- [TASK TO CARRY OUT]:
Extract every line of the listing below that contains the string "image", matching case exactly.

- [DATA TO EXAMINE]:
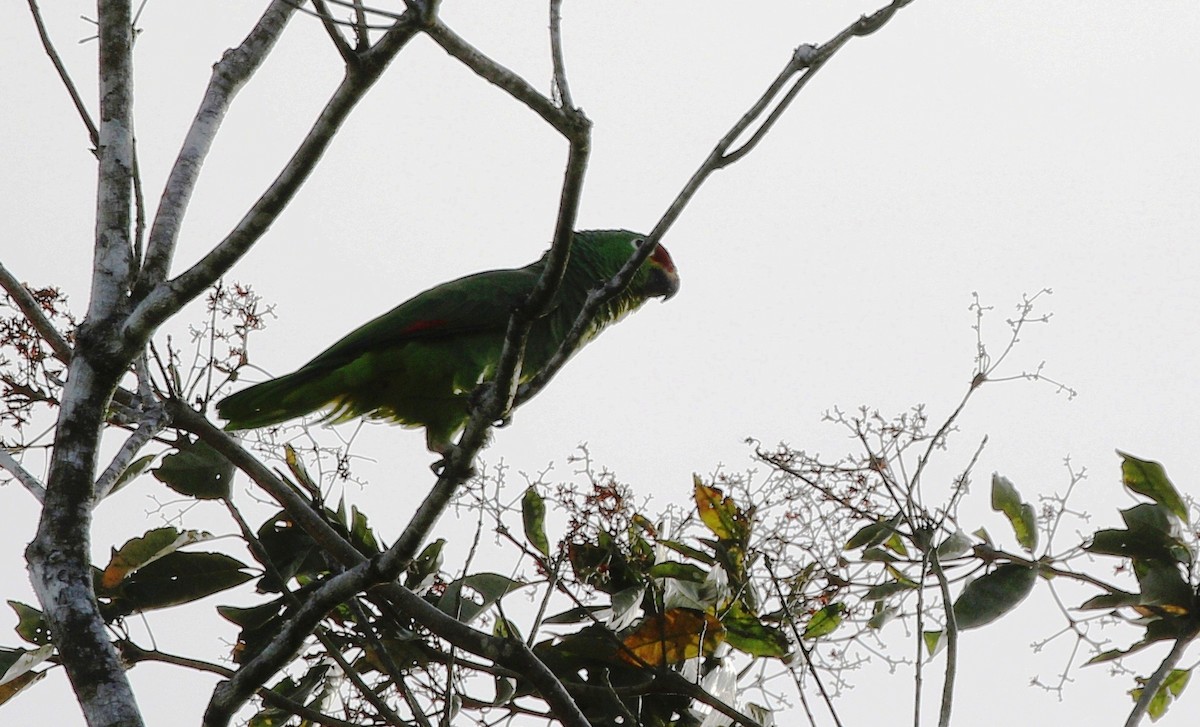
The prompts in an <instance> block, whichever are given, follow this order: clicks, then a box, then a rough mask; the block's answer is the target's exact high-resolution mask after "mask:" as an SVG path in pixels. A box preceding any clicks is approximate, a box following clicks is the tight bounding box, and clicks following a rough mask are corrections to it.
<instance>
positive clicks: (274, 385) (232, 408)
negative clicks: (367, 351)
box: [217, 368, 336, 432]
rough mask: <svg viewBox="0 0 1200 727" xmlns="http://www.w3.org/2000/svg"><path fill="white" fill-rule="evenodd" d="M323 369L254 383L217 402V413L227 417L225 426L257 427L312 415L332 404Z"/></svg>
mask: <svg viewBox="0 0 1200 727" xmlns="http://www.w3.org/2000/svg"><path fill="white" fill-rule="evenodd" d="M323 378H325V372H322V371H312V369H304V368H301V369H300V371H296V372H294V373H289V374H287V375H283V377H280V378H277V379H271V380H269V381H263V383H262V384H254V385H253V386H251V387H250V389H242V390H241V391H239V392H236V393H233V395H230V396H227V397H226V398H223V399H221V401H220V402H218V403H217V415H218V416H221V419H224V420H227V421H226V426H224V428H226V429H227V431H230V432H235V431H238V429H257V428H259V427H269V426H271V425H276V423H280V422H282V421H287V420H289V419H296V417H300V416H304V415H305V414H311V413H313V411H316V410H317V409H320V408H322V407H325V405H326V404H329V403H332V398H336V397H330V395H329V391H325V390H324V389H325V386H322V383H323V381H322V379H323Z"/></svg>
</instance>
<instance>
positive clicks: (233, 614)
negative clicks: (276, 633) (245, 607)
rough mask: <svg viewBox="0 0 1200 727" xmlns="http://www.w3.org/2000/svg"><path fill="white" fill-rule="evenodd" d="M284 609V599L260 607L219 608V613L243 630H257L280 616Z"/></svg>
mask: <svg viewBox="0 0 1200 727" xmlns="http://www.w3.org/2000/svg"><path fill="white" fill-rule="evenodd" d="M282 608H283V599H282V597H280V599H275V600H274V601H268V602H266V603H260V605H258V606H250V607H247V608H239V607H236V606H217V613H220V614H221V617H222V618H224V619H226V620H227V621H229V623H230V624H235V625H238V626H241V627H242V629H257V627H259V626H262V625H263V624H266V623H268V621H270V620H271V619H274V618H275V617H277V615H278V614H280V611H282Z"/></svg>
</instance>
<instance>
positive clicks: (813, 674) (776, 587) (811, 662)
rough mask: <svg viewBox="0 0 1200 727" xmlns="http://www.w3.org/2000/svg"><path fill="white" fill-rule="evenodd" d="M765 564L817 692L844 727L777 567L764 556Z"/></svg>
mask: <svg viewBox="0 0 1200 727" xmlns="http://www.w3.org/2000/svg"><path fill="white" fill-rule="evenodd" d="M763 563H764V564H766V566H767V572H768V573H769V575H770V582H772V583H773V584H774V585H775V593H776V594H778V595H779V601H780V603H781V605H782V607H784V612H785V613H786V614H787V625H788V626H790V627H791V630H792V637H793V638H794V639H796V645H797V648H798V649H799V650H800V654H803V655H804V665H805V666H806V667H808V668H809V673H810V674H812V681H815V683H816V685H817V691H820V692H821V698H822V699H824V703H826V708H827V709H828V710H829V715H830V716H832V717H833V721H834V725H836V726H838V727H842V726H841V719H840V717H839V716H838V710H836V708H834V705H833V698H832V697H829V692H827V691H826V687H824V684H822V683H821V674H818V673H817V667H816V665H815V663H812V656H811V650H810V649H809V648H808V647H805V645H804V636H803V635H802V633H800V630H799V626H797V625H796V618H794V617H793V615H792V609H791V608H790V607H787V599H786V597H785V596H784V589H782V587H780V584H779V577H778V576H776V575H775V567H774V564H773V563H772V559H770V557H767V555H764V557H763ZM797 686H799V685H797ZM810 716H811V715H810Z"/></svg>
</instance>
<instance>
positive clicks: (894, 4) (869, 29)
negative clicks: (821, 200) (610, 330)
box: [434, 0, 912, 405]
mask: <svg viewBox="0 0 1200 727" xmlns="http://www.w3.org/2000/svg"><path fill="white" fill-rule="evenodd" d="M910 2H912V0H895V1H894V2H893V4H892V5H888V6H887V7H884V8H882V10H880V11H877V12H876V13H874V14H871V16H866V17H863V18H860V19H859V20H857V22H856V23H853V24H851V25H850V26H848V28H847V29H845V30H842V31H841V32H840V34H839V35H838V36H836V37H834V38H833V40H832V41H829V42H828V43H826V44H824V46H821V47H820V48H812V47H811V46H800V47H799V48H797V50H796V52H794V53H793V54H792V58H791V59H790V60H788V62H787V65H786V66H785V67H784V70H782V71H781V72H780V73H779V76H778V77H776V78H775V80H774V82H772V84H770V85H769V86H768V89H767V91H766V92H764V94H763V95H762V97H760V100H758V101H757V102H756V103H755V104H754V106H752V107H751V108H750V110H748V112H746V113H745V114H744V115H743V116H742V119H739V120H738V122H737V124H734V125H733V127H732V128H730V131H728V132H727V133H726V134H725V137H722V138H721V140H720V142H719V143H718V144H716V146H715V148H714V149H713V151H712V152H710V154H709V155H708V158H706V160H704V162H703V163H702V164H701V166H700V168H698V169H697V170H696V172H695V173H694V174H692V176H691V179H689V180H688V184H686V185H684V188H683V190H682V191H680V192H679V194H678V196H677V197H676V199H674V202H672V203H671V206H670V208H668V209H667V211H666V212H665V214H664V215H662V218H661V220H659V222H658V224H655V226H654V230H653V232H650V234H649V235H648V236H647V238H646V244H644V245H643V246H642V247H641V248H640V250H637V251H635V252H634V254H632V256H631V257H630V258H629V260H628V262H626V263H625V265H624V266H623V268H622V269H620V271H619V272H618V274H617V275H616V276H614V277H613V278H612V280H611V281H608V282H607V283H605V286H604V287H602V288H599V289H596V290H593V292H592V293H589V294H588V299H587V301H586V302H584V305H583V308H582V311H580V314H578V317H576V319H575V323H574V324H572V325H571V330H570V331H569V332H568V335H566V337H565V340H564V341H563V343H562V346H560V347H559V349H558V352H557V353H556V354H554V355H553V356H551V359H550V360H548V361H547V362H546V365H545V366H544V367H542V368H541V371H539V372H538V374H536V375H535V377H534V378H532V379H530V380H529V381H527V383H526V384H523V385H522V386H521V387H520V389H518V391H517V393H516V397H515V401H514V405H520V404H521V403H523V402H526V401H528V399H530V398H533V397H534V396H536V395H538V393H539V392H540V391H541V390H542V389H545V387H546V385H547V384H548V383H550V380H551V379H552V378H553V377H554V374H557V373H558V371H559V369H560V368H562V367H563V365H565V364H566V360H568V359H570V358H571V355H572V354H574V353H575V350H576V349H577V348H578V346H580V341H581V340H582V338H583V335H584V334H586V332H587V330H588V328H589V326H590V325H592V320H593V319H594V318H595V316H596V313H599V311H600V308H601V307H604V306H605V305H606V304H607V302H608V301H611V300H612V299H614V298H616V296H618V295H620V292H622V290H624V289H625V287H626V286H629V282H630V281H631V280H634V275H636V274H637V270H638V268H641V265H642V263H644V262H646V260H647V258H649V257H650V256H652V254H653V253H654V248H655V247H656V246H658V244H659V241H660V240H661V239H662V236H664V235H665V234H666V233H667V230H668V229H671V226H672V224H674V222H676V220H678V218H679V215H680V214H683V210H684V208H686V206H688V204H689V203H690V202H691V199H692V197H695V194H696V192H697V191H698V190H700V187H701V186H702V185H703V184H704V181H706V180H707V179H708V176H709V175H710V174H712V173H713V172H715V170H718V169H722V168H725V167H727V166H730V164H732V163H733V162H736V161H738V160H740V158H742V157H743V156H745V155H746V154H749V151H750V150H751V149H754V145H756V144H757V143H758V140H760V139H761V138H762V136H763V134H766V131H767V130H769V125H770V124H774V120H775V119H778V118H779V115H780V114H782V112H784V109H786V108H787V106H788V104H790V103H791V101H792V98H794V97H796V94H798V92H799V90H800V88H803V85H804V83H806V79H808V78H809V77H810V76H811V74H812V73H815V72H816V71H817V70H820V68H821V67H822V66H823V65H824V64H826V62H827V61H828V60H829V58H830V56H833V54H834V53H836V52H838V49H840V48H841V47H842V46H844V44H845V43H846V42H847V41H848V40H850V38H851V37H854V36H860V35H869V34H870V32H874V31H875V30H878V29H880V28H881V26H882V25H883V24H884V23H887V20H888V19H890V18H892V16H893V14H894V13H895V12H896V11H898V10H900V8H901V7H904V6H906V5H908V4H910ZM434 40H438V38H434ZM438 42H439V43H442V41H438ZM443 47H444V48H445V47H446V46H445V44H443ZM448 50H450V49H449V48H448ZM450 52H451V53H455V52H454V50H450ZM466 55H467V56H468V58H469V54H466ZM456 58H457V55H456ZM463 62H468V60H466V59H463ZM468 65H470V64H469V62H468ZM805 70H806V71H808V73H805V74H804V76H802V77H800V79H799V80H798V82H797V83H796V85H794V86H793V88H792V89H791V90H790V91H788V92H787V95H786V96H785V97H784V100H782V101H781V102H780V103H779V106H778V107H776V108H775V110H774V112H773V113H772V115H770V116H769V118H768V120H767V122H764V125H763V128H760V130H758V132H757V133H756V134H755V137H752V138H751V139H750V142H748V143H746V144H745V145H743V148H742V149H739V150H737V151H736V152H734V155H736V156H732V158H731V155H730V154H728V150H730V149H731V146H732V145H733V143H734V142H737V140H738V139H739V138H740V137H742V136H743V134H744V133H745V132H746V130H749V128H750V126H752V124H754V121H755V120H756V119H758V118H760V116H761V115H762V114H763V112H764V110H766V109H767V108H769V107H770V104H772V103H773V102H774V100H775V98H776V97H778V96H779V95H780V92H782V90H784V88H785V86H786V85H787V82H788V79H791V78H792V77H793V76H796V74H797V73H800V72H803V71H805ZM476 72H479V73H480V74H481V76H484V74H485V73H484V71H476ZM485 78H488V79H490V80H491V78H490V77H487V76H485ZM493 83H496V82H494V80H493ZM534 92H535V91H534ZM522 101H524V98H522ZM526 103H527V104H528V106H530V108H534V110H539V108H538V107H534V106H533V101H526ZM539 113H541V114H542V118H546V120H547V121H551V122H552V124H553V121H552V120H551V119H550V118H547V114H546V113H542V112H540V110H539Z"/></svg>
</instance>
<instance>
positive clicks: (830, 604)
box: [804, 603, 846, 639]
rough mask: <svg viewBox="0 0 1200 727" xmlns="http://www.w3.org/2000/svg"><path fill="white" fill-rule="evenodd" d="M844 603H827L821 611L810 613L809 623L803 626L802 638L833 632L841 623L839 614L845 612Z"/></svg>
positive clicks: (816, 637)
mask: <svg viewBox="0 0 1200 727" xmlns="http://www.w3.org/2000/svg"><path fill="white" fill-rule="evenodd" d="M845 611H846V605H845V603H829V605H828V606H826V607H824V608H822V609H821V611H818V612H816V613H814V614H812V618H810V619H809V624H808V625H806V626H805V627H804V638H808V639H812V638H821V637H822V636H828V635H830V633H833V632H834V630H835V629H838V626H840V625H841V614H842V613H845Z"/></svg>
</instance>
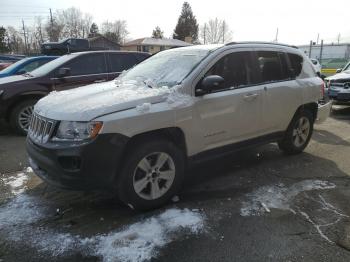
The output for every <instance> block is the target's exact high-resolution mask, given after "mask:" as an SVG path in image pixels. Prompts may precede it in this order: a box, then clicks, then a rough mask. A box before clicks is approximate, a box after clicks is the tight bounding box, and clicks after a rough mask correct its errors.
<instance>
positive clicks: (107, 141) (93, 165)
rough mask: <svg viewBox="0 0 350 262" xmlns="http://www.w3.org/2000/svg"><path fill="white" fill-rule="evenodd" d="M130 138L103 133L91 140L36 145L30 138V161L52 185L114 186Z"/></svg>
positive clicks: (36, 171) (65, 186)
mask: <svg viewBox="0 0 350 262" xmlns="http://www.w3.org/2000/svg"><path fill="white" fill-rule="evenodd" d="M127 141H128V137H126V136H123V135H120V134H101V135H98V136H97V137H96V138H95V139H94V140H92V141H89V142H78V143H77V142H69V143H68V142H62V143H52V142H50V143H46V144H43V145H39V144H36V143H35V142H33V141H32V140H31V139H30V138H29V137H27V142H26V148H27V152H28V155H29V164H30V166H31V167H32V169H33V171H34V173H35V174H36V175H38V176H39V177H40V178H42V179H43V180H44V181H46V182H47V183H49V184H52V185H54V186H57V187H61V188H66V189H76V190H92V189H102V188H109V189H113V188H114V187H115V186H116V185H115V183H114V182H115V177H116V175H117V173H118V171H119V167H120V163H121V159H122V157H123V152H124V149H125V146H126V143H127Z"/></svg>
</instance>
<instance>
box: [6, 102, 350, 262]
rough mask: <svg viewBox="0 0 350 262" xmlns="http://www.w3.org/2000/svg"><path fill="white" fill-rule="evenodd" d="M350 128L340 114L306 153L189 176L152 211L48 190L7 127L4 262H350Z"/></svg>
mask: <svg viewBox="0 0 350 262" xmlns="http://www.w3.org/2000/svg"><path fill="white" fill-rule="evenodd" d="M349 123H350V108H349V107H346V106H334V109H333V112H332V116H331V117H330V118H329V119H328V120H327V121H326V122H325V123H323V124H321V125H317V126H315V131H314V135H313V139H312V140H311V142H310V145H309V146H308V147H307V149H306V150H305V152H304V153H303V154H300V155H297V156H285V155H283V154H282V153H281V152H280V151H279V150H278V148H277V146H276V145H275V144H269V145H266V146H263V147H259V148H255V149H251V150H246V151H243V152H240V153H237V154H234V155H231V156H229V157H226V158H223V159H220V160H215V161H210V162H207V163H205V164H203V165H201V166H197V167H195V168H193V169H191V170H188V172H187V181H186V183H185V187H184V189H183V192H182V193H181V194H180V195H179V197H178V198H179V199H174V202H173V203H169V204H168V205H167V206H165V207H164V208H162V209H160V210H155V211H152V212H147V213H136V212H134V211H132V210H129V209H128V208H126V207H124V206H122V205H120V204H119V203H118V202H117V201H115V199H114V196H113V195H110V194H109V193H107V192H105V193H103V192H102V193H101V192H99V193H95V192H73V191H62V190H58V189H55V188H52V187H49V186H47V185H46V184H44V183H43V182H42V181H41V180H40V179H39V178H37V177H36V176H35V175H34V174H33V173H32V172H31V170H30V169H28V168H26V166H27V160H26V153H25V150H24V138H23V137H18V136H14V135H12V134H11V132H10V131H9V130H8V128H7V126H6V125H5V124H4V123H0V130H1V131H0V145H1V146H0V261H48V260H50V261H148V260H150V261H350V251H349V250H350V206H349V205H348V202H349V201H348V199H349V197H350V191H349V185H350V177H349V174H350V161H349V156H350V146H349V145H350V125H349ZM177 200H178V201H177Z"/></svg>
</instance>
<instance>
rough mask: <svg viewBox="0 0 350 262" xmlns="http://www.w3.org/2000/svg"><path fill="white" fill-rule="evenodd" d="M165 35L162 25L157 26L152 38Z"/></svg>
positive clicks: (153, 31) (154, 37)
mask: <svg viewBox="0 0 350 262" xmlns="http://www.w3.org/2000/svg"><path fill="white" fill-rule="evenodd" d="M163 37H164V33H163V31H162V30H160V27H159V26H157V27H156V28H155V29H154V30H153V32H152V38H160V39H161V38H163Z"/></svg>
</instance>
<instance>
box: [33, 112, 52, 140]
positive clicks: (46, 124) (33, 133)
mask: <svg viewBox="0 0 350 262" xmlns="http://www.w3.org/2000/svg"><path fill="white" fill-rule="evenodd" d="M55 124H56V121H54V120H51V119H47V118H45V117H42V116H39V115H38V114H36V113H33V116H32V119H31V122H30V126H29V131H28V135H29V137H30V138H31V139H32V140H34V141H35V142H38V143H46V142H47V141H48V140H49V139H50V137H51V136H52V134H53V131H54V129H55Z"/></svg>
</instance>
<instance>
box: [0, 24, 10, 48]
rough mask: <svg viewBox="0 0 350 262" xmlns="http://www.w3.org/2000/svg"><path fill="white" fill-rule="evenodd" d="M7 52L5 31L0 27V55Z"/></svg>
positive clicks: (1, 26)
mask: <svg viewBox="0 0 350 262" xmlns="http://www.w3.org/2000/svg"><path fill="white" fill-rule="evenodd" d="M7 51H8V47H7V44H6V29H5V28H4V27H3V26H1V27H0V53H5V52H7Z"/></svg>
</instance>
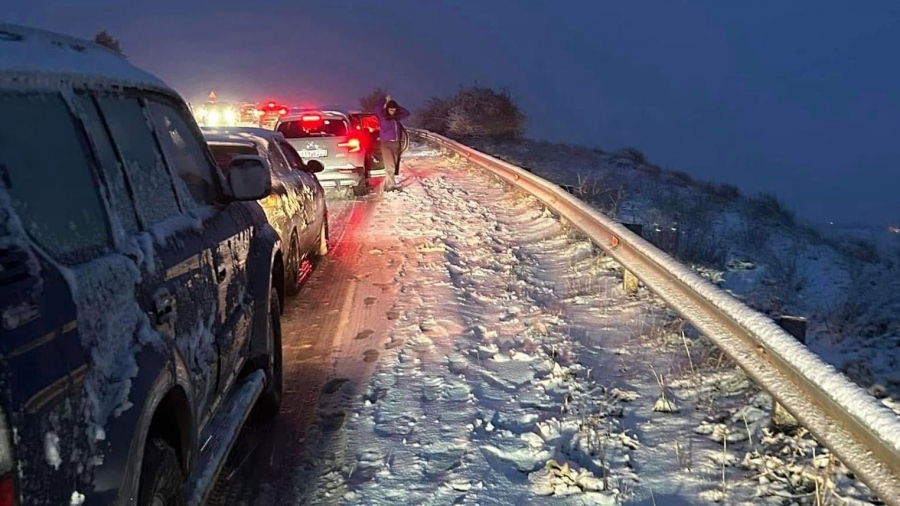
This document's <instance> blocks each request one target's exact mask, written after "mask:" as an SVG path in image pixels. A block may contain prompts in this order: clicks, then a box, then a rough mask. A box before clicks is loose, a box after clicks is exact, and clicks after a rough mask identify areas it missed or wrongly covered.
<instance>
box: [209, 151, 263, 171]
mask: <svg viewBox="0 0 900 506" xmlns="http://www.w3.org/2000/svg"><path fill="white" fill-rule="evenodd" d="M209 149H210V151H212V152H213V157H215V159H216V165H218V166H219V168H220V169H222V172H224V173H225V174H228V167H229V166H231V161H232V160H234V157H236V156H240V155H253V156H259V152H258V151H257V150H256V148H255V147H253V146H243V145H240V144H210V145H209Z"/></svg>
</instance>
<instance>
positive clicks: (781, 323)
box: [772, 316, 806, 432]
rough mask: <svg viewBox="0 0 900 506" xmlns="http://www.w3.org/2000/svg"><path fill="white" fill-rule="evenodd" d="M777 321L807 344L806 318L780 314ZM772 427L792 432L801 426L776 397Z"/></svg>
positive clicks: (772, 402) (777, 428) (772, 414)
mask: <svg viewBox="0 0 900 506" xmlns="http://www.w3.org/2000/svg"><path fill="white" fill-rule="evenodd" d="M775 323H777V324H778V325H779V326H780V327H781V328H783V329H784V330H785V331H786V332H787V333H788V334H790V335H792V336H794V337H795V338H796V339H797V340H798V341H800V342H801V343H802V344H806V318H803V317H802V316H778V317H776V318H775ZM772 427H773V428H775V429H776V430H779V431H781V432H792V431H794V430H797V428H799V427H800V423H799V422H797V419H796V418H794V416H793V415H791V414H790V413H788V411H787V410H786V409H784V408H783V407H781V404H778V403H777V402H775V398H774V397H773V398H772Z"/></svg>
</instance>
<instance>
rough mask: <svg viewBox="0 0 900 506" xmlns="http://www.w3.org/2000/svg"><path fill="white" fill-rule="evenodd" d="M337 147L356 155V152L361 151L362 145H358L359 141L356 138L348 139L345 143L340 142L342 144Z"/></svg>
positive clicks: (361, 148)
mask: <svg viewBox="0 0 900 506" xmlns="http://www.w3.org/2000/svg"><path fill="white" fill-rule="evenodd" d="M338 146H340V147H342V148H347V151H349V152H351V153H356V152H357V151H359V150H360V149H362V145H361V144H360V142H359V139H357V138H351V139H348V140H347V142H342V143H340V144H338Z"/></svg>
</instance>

- [RESULT FOR THIS EXERCISE]:
The output for every <instance> block is the target's exact high-resolution mask, given after "mask:" as an SVG path in image pixels. Prompts may precede it in this order: a box, then clicks, then a rough mask. A box before clicks is approximate, a box after clicks is the tight bounding box, and clicks after a rough mask correct its errors.
This document's <instance> blocks each request one target's exact mask, written after "mask:" as an SVG path in image pixels. A block may contain prompts in this order: clicks, then a box, then a rough mask. A box before clicks is loose, a box after clicks is exact, and clicks after a rough mask identify areas it missed or wrongly covered.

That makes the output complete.